Exactly as written, copy the lines of the data below from the first through the one containing "target: empire state building logo".

Task material:
*** Begin section ***

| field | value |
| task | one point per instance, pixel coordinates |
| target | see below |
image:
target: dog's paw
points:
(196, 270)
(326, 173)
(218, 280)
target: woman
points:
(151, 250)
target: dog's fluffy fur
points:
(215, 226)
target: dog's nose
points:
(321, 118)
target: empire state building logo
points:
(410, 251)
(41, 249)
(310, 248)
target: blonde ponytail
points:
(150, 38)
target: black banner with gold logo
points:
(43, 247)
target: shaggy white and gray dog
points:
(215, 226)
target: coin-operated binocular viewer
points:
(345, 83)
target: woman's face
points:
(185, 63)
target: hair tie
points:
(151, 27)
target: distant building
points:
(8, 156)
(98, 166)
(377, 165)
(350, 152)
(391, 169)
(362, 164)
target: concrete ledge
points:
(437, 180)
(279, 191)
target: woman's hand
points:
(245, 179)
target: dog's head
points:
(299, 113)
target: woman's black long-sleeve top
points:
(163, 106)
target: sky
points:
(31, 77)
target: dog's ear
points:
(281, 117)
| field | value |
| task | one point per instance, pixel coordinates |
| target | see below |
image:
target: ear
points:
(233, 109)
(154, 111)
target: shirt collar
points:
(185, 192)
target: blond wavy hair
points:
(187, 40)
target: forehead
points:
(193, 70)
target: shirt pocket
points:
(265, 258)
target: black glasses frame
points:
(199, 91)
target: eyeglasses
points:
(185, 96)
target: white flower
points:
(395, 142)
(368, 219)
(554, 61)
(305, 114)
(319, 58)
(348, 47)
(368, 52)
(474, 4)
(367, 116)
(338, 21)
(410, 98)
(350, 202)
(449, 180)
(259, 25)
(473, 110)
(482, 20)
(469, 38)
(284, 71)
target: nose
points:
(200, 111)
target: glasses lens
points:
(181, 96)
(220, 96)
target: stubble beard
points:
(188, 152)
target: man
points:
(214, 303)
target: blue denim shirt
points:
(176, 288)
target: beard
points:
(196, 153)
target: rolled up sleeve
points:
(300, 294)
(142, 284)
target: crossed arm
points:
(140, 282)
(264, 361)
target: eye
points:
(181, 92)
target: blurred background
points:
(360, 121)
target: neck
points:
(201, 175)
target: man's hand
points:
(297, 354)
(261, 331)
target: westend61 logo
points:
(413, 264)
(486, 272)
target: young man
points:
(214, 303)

*** End section ***

Answer space:
| field | value |
| task | one point per instance, pixel coordinates |
| target | see below |
image:
target: dog's paw
points:
(196, 270)
(326, 173)
(218, 280)
target: woman
points:
(151, 250)
target: dog's fluffy fur
points:
(215, 226)
target: dog's nose
points:
(321, 118)
target: empire state building logo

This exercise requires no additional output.